─── DATA ENTRIES

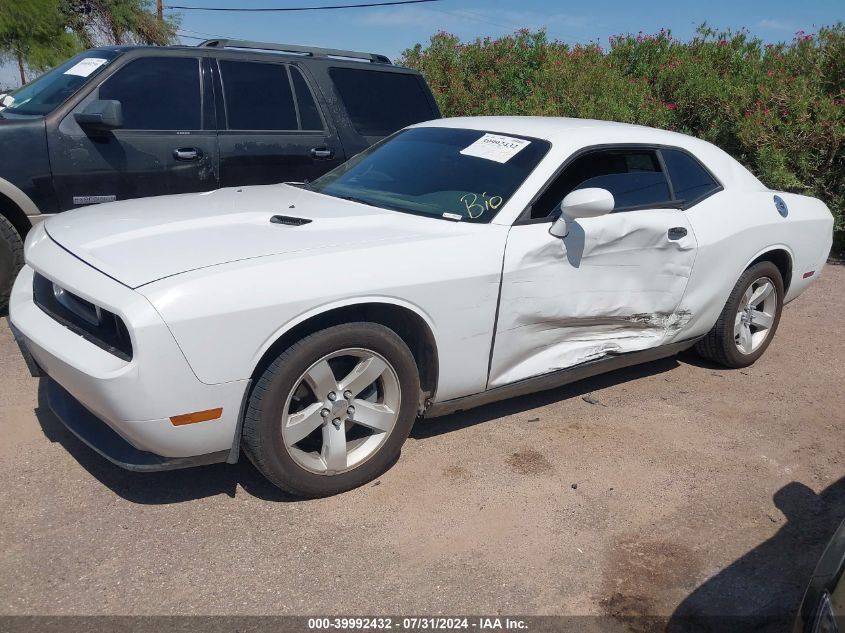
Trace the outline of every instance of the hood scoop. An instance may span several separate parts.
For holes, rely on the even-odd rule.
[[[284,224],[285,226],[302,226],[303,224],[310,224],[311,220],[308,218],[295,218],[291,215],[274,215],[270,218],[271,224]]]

──────
─── DATA ENTRIES

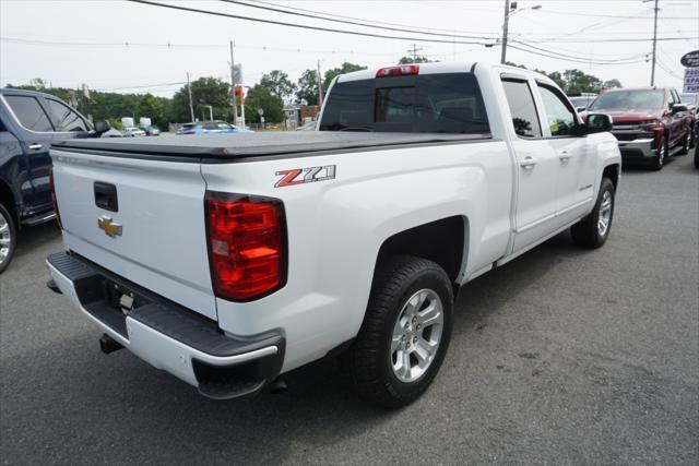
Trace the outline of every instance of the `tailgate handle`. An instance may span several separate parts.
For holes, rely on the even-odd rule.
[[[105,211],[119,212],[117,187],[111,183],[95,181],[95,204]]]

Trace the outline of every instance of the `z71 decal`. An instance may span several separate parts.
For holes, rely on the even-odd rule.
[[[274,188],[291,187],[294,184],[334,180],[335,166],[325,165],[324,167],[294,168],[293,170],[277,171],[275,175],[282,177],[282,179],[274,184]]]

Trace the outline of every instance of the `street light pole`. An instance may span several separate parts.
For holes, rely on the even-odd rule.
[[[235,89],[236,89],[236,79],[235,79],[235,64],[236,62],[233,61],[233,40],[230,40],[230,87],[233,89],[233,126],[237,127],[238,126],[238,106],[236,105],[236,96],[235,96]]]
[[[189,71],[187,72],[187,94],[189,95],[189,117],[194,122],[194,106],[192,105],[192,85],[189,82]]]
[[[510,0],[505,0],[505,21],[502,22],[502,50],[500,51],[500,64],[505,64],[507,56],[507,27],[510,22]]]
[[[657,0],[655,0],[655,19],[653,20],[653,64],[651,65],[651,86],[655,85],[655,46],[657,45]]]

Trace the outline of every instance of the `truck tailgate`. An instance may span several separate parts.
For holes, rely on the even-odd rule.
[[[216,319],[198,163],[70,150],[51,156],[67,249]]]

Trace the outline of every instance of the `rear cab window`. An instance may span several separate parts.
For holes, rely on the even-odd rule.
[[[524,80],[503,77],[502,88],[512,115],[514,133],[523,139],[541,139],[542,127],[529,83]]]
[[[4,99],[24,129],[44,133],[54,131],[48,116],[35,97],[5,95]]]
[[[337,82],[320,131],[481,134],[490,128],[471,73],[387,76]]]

──────
─── DATA ENTRIES

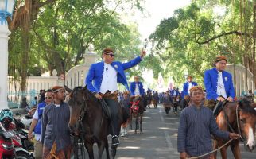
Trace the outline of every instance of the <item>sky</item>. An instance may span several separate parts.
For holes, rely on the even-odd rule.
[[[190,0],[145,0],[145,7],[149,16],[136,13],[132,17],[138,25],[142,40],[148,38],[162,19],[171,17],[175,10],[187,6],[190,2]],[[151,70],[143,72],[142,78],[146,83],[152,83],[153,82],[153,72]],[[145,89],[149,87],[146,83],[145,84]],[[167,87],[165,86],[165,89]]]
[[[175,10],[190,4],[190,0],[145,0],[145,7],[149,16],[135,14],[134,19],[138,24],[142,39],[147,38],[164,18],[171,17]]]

──────

**EXERCISE DETAILS**
Locate each line of the rows above that contains the string "tailgate", matching case exactly, and copy every such line in full.

**RESULT OF THE EXERCISE**
Trace the outline of every instance of the `tailgate handle`. An instance may span several separate parts.
Trace the outline of every instance of the `truck tailgate`. An instance may span several separate parts.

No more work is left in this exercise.